▶ **Stored records**
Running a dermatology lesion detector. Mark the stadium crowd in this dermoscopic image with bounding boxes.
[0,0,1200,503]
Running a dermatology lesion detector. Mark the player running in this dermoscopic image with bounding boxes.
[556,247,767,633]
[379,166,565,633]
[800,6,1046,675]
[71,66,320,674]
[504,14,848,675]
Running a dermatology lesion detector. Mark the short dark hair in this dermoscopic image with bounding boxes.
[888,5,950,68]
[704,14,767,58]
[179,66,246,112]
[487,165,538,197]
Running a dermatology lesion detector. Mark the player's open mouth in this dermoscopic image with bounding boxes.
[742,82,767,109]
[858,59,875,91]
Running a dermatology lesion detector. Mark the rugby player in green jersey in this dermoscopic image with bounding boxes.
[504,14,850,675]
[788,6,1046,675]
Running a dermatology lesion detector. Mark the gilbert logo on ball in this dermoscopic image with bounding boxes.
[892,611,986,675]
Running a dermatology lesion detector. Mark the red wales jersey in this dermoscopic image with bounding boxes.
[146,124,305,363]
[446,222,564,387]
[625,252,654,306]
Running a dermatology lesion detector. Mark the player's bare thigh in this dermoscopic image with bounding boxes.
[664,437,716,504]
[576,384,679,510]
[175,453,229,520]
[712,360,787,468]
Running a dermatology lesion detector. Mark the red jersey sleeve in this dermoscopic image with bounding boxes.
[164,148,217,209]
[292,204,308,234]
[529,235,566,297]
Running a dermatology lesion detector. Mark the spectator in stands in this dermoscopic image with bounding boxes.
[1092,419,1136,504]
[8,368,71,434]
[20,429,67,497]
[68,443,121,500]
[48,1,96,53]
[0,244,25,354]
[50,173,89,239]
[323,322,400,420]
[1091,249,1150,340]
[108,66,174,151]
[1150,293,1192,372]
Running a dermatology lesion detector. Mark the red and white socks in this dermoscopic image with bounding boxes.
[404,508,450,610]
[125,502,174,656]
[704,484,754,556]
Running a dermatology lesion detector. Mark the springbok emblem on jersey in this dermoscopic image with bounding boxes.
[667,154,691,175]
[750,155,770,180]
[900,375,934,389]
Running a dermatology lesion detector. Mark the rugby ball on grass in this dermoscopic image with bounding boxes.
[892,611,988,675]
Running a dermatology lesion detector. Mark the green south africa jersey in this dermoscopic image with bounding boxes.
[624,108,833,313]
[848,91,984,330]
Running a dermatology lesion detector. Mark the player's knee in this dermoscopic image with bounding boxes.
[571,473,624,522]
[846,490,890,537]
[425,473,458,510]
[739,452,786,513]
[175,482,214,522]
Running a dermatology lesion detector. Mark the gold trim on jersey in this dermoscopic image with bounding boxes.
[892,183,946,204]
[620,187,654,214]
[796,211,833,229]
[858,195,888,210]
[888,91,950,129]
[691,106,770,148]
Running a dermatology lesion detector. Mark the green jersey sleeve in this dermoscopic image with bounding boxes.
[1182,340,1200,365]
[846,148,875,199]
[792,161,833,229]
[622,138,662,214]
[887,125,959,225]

▶ **Work to be completed**
Copy out every line of the records above that contains the word "green".

▶ **Solution for this problem**
Running a dermatology lesion detector. Mark the rugby player in green jersey in this dermoscopic image with bounding boxes.
Running a dermatology lesion detector. Mark the green south africa jersey in this dermoscopic image with bounding boxes.
Running a dermatology lesion detector. Mark the green jersey sleeve in this dermoscopic image with bounding boxes.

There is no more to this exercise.